- Source:
------------------------------------
|Musical Style: Blues Heavy Rock||Produced By:|
|Record Label: Born Twice||Country Of Origin: USA|
|Year Released: 1971/2011||Artist Website:|
|Tracks: 8||Rating: 80%|
|Running Time: 37:44|
We’re all familiar with the old phrase, “They don’t make ‘em like they used to”. More often than not it’s spoken by someone who is referring to the erosion in quality - in comparison to when they were young - that takes place over the years and decades: Vinyl is superior to CDs, the Packers of the 60’s would trounce their modern day counterparts, MS-DS is better than Windows and so on and so on. The same holds true for the music scene in that, depending on who you talk to, bands from after the turn of the century are inferior to those from the 90’s, 90’s groups rank a notch below their 80’s equivalents while the 80’s lag behind the 70’s.
But you know what, they may have a point here- at least as far as the 70’s are concerned. Just consider the well known (and still highly regarded) group’s that experienced many of their best years during the decade in question: Van Halen, Kansas, Styx, Aerosmith, Kiss, Queen and Led Zeppelin just to name a few. To understand my point one must first answer the following question: Four decades from now will there still be an audience for many of today’s cookie-cutter-modern-screamy-core-this-and-core-that-rap-fill-in-the-blank bands that are about as memorable as fast food? Perhaps I am also guilty of the “they don’t make ‘em like they used to” mentality, but if so I also have a point in that a case can be made that the music of the past brings a bit more substance than that which is currently popular.
------------------------------------
- Data excerpts:
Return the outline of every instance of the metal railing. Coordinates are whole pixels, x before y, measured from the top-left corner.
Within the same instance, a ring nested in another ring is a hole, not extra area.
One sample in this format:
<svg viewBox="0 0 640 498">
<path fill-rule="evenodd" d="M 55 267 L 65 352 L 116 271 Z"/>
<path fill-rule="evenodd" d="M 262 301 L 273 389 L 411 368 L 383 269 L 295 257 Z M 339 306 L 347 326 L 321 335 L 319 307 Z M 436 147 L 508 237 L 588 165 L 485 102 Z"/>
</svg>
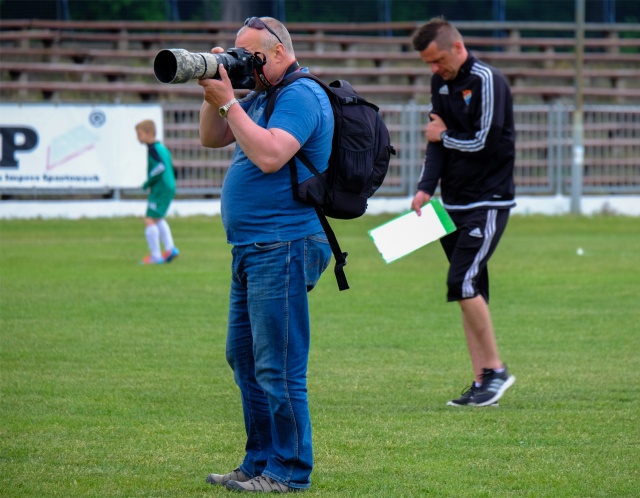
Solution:
<svg viewBox="0 0 640 498">
<path fill-rule="evenodd" d="M 233 146 L 207 149 L 198 138 L 199 105 L 166 104 L 165 143 L 172 151 L 182 195 L 220 194 Z M 425 151 L 430 106 L 381 106 L 398 151 L 378 195 L 413 194 Z M 515 106 L 517 193 L 571 192 L 573 107 Z M 640 106 L 584 108 L 584 194 L 640 193 Z"/>
</svg>

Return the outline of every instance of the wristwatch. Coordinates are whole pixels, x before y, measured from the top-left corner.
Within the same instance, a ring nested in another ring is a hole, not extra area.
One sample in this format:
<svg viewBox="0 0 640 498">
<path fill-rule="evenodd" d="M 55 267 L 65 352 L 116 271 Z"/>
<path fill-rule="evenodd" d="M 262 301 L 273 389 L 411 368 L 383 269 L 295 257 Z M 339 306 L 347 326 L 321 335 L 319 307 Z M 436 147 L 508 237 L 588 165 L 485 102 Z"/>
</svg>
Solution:
<svg viewBox="0 0 640 498">
<path fill-rule="evenodd" d="M 223 105 L 220 109 L 218 109 L 220 116 L 222 116 L 223 118 L 226 118 L 227 114 L 229 114 L 229 109 L 231 109 L 231 106 L 237 103 L 238 103 L 238 99 L 231 99 L 229 102 Z"/>
</svg>

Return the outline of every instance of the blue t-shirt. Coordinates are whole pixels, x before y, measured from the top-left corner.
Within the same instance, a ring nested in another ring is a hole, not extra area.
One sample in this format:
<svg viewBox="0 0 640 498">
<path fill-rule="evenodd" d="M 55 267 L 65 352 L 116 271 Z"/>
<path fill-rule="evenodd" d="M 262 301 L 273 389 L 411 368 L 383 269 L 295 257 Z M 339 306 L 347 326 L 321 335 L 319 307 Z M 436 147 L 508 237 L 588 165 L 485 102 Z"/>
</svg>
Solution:
<svg viewBox="0 0 640 498">
<path fill-rule="evenodd" d="M 263 113 L 267 92 L 242 103 L 249 117 L 263 128 L 278 128 L 293 135 L 319 170 L 328 166 L 333 138 L 333 112 L 324 90 L 309 79 L 299 79 L 276 98 L 269 123 Z M 311 173 L 297 158 L 298 181 Z M 289 242 L 322 232 L 315 210 L 293 199 L 289 167 L 263 173 L 236 144 L 222 185 L 222 223 L 233 245 Z"/>
</svg>

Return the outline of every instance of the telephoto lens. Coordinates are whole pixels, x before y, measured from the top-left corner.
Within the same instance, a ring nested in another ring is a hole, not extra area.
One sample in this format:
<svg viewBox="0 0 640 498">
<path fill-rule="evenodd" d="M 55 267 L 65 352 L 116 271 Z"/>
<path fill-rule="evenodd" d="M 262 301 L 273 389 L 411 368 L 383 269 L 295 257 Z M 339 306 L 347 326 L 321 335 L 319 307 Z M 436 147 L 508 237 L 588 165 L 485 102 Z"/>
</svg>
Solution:
<svg viewBox="0 0 640 498">
<path fill-rule="evenodd" d="M 192 53 L 182 48 L 160 50 L 153 61 L 153 72 L 160 83 L 215 78 L 218 74 L 217 54 Z"/>
<path fill-rule="evenodd" d="M 182 48 L 160 50 L 153 61 L 153 72 L 160 83 L 187 83 L 206 78 L 220 79 L 218 67 L 224 66 L 233 88 L 255 86 L 255 56 L 244 48 L 230 48 L 225 53 L 192 53 Z M 264 60 L 260 60 L 264 63 Z"/>
</svg>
------------------------------------
- What the task asks: Judge whether each statement agrees with the music review above, giving yes or no and quoting the review's deciding words. (a) The release contains 8 tracks. (b) Its country of origin is the UK. (c) The writer names Kansas among the groups that had many of their best years in the 70's.

- Output of the exercise:
(a) Yes: "Tracks: 8"
(b) No: "Country Of Origin: USA"
(c) Yes: "Van Halen, Kansas, Styx, Aerosmith, Kiss, Queen and Led Zeppelin"